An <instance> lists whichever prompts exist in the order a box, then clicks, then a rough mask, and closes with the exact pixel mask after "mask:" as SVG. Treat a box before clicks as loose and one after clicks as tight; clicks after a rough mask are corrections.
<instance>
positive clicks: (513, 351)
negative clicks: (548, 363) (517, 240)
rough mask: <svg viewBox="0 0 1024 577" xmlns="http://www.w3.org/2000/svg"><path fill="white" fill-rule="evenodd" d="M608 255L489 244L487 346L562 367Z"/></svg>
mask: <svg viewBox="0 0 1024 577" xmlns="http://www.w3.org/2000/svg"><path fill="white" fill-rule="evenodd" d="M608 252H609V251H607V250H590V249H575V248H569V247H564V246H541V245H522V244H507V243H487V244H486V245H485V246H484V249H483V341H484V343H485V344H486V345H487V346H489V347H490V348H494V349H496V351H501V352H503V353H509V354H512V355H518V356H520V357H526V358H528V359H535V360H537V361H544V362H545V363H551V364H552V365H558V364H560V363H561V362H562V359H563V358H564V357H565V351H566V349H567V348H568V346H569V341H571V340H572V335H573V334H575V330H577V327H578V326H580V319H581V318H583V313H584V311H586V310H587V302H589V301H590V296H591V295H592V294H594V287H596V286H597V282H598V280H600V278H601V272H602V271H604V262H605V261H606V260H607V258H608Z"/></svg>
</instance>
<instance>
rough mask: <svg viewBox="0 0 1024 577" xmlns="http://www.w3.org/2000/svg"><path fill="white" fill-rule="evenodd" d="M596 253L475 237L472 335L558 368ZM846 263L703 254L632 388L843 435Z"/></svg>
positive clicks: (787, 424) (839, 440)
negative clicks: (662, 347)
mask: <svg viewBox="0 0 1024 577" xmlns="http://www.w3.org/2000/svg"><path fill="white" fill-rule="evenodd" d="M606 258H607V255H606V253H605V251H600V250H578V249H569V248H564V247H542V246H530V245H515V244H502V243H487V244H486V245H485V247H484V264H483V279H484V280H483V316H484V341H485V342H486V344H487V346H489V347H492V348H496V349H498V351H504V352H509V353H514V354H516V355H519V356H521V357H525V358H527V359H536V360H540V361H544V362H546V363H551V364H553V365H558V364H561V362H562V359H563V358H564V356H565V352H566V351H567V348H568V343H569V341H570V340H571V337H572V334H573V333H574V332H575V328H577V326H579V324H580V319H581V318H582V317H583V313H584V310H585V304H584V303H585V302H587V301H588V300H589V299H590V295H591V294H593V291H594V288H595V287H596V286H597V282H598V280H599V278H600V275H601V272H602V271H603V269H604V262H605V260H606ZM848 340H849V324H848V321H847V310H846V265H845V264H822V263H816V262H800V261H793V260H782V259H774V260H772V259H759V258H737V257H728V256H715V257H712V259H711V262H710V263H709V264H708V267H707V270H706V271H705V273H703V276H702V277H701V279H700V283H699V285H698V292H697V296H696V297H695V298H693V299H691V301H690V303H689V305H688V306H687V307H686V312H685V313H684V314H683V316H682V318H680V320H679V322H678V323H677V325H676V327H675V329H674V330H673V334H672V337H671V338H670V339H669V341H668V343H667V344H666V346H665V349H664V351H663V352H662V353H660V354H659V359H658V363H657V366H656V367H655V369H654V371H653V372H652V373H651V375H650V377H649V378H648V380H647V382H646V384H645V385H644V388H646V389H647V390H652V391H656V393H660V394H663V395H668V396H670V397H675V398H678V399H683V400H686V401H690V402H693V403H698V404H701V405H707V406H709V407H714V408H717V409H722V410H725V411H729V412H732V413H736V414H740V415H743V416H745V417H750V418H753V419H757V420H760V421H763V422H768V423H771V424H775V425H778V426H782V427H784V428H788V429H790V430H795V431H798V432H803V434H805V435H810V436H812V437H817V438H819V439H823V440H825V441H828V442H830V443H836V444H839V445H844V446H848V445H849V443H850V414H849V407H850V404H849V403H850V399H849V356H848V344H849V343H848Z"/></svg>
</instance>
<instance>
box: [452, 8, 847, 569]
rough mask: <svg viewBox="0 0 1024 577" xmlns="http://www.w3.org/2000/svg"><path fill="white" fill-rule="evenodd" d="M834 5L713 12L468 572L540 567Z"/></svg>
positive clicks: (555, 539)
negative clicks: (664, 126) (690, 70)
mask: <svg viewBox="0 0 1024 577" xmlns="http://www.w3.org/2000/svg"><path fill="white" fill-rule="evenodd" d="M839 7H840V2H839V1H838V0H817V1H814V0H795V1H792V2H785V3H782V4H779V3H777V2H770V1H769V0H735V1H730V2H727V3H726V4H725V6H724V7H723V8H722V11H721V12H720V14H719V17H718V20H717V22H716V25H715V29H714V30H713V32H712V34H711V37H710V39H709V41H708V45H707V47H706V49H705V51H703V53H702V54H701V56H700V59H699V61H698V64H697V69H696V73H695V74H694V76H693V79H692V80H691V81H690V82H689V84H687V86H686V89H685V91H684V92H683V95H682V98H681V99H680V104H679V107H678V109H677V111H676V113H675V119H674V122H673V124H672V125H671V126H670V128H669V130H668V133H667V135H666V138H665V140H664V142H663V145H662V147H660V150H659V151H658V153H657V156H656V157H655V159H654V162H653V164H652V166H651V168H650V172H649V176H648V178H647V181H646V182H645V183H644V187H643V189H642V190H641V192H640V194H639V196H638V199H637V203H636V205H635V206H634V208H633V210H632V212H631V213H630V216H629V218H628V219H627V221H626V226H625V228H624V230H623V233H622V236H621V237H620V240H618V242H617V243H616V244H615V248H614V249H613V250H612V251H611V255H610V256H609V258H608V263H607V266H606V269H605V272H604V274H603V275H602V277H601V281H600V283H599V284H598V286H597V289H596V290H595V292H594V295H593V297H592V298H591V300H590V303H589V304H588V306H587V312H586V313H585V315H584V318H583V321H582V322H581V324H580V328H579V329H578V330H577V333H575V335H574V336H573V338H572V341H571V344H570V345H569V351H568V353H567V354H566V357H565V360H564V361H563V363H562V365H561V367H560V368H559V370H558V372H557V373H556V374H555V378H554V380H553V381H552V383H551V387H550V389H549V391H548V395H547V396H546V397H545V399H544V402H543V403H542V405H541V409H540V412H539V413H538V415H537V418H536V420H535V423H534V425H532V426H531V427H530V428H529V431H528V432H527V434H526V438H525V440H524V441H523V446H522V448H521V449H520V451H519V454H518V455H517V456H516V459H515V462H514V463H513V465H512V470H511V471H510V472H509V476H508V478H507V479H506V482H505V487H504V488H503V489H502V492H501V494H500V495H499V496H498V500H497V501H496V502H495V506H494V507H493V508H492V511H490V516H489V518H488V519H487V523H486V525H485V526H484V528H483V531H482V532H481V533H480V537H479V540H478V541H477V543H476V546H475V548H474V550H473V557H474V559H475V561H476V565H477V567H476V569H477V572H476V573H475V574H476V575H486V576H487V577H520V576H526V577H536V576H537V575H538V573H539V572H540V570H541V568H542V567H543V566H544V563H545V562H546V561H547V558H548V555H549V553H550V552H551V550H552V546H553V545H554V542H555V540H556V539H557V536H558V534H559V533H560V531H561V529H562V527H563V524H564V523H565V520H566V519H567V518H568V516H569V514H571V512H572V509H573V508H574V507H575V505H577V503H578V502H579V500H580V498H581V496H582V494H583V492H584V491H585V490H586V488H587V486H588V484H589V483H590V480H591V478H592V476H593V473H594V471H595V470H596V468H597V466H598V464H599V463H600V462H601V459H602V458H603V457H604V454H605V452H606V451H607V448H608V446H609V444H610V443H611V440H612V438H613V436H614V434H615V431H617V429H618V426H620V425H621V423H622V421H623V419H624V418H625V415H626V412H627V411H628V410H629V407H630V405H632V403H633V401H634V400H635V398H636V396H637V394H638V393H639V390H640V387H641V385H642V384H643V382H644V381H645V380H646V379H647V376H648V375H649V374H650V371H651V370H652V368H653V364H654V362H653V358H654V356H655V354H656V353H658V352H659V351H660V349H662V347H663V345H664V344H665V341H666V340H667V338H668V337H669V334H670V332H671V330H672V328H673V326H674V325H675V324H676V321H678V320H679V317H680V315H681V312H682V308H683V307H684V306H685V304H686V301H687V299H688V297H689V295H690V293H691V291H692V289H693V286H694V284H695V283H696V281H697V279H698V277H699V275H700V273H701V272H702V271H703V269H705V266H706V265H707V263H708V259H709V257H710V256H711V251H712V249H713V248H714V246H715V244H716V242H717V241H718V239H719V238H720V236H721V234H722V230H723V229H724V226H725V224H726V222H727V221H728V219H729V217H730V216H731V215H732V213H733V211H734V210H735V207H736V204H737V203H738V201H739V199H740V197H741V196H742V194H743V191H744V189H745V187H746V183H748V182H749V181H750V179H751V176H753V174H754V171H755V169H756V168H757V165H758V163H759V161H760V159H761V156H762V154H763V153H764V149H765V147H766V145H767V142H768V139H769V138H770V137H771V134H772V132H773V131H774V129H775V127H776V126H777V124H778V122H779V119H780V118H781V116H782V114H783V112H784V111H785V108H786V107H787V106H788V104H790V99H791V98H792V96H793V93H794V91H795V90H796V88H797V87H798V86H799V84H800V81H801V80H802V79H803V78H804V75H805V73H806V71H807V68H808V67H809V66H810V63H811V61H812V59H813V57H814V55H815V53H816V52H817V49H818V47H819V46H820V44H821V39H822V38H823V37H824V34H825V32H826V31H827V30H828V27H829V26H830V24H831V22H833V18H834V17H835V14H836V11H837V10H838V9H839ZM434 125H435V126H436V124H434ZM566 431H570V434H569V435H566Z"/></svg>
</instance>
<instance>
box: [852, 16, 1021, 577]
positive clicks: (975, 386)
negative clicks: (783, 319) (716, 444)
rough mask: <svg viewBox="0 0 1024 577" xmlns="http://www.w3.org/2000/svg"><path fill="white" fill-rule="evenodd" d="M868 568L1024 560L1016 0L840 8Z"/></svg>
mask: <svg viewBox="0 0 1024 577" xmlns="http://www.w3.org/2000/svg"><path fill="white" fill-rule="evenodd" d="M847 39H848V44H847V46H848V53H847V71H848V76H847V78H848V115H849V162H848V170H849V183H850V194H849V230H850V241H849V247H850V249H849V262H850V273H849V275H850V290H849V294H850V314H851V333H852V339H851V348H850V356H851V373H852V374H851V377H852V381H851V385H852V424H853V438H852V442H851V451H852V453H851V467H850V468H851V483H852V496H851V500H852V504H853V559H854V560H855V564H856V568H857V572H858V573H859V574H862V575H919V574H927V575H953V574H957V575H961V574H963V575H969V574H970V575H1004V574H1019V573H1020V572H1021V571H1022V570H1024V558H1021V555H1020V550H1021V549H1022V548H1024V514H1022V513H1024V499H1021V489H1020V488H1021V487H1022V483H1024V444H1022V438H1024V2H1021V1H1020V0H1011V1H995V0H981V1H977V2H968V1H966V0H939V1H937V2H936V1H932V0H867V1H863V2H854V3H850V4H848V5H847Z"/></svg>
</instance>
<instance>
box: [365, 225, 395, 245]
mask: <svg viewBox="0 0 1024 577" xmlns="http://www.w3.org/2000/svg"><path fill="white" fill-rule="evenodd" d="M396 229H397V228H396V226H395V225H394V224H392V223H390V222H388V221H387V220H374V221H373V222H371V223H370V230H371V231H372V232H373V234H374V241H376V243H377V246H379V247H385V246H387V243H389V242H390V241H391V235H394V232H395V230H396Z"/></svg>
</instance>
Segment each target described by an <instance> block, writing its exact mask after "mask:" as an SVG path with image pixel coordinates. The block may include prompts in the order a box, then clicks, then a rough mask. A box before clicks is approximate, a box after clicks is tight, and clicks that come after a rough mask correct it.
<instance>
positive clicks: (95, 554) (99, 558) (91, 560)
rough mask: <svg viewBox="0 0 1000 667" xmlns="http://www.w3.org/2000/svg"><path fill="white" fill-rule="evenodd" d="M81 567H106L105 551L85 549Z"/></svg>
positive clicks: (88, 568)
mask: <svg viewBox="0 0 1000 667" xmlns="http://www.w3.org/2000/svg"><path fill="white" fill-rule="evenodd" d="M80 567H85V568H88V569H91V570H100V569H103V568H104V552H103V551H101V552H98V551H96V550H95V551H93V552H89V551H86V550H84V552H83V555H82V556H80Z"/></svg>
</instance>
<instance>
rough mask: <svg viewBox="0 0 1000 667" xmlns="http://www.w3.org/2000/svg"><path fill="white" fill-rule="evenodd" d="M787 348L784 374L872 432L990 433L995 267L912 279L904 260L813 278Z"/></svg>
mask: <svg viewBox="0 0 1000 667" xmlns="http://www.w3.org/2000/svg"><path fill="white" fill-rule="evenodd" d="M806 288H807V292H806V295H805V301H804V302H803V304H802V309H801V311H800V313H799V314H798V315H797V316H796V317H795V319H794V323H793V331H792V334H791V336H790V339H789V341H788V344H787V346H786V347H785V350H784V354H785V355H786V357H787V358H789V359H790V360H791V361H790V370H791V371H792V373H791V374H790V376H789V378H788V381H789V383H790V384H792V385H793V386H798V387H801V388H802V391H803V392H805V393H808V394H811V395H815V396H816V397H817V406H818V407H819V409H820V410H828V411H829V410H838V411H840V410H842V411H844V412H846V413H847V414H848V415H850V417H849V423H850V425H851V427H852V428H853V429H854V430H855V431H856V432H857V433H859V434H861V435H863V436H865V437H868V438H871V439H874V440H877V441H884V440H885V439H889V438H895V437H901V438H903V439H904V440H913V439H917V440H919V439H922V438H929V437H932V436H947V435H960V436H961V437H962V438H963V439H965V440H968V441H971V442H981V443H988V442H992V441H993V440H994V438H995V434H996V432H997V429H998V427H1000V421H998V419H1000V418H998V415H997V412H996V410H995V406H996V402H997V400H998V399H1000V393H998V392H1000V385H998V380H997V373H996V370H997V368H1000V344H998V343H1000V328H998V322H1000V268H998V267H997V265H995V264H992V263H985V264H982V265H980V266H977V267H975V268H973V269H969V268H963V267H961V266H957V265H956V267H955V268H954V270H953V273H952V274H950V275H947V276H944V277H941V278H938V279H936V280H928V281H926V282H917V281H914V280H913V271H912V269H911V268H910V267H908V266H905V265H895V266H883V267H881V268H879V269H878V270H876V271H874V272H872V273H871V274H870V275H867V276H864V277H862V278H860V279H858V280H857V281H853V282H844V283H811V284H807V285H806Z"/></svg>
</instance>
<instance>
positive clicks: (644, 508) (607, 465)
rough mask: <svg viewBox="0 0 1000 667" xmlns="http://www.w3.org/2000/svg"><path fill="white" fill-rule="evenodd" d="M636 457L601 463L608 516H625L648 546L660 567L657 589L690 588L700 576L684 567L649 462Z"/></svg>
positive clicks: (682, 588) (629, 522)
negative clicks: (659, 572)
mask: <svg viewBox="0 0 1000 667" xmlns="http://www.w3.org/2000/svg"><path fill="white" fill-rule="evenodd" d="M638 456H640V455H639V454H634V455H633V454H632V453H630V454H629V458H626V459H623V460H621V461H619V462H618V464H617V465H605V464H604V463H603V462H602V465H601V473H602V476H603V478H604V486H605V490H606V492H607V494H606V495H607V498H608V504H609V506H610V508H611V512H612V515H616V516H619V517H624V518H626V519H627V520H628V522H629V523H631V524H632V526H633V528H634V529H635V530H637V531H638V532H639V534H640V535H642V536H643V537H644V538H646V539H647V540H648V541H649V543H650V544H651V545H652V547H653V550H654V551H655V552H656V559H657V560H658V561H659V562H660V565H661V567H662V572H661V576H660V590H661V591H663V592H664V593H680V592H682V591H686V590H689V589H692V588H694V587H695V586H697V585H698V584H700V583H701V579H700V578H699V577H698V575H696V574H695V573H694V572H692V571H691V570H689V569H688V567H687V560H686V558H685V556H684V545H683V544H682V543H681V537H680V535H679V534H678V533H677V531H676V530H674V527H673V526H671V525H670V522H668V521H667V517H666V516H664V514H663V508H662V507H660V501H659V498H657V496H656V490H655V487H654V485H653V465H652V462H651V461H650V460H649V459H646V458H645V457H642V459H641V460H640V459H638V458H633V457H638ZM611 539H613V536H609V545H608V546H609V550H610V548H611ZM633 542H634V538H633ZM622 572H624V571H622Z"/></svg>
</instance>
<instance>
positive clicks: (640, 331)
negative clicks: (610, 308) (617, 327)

> PROBLEM STATEMENT:
Please give back exactly the lines of this listing beginning at the line with "box: [452, 8, 847, 569]" and ending with the line with "positive clicks: (555, 539)", both included, and nothing else.

> RESPONSE TO THE EXERCISE:
box: [452, 8, 847, 569]
rough mask: <svg viewBox="0 0 1024 577" xmlns="http://www.w3.org/2000/svg"><path fill="white" fill-rule="evenodd" d="M834 5L713 12L468 572L540 567Z"/></svg>
positive clicks: (555, 539)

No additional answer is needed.